> _Task requirements_
Give the items from the line with "Would you point out the butterfly body" to the line with "(1082, 412)" again with "butterfly body" swapped for "butterfly thorax" and every other part left as is.

[Raw records]
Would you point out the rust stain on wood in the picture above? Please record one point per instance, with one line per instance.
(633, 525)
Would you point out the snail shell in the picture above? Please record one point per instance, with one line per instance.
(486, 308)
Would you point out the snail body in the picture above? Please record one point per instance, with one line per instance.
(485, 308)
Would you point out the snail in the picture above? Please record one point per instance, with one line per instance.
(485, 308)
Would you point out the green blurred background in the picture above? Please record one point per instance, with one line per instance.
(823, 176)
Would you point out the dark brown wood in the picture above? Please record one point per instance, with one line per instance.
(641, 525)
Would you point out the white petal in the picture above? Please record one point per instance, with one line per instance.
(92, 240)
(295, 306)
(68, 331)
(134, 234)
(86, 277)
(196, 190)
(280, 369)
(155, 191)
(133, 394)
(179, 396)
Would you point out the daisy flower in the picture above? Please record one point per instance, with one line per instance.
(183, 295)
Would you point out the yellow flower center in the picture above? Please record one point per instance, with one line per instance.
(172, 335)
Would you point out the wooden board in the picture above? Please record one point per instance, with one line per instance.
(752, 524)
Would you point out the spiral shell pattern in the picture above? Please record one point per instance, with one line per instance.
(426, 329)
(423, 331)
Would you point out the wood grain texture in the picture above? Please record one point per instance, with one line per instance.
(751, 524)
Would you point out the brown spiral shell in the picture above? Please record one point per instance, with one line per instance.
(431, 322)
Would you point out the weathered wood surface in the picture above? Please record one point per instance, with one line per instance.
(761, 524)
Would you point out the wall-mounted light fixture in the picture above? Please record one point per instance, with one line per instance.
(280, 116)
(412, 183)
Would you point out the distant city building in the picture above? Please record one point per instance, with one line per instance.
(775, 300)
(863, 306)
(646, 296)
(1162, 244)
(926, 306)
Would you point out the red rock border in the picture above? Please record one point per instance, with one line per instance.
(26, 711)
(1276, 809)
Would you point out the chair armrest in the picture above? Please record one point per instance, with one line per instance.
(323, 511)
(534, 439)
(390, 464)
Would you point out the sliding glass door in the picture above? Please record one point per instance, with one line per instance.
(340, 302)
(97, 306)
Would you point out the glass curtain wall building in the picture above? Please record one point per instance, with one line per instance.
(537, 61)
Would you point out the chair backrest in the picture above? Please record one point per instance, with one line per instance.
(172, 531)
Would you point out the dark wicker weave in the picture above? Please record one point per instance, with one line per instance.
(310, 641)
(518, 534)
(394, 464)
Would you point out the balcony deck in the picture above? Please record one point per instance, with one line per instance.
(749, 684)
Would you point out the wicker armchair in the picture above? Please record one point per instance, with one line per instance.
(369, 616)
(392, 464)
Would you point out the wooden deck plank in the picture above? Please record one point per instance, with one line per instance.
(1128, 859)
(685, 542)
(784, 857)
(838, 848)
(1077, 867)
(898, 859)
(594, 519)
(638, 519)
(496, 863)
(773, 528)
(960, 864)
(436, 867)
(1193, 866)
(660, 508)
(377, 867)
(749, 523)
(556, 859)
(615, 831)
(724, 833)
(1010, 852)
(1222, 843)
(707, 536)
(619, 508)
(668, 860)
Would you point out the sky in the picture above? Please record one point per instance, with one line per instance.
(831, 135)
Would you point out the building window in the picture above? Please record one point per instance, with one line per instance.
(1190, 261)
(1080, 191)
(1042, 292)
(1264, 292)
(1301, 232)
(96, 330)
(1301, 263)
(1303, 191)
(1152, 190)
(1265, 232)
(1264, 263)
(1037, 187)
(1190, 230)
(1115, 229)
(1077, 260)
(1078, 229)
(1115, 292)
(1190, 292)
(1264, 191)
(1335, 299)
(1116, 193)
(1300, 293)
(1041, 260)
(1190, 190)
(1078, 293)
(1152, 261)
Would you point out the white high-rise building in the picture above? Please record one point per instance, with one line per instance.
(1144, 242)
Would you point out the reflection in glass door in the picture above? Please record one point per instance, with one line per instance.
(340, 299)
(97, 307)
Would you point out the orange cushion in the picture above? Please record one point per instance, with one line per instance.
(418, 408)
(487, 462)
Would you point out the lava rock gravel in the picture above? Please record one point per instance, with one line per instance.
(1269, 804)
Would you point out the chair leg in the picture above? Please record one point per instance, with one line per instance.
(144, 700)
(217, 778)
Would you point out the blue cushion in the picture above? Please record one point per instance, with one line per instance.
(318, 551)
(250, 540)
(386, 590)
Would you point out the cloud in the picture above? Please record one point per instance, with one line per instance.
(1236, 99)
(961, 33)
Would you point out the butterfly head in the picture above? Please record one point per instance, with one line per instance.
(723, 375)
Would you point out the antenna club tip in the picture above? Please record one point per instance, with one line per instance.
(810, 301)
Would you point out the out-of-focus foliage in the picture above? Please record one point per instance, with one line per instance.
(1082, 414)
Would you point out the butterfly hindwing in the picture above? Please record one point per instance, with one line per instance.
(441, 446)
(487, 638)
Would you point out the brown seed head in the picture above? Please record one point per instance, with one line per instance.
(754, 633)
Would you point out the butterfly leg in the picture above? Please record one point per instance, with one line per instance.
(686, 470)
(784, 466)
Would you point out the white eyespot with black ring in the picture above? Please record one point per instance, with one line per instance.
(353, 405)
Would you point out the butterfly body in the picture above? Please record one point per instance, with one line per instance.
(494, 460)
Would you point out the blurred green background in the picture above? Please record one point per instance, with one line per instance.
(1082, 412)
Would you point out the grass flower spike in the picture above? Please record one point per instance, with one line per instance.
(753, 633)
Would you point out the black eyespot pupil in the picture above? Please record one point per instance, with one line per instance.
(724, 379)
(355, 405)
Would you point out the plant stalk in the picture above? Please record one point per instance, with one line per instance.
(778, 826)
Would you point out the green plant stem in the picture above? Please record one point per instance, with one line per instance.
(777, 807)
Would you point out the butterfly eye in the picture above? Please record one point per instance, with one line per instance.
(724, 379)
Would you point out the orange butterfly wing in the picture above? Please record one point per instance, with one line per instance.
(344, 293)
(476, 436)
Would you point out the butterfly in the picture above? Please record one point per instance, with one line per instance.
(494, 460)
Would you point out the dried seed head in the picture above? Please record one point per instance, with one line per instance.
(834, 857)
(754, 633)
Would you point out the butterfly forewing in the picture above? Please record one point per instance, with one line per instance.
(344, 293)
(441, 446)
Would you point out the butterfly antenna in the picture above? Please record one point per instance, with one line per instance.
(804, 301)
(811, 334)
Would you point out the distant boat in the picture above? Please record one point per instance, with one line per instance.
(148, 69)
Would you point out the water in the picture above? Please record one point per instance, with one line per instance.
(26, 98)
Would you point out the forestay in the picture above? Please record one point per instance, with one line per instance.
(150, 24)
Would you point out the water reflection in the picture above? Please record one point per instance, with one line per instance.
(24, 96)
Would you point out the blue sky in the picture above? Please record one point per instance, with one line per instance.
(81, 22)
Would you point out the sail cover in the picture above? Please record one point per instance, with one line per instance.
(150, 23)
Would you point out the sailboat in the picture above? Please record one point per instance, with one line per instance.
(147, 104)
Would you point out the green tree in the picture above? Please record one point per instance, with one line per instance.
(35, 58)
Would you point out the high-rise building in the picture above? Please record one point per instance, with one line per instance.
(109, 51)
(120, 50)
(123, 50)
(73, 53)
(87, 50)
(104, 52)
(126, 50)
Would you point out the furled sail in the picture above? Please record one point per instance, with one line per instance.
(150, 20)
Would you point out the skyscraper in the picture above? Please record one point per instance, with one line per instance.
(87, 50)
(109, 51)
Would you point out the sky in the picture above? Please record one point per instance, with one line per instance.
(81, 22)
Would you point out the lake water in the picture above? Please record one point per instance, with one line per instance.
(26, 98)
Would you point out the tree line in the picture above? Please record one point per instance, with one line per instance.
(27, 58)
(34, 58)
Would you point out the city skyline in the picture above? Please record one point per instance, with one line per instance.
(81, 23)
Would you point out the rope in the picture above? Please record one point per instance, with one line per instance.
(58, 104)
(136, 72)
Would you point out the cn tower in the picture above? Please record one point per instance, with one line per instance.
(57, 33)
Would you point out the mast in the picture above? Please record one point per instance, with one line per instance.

> _Solution for this problem_
Would you point out the butterfly thorax in the picture above? Please record one point per instance, with one line per instance.
(494, 460)
Would you point out the blurred green background in the picture above? Please record one point per instance, with one line per instance.
(1082, 412)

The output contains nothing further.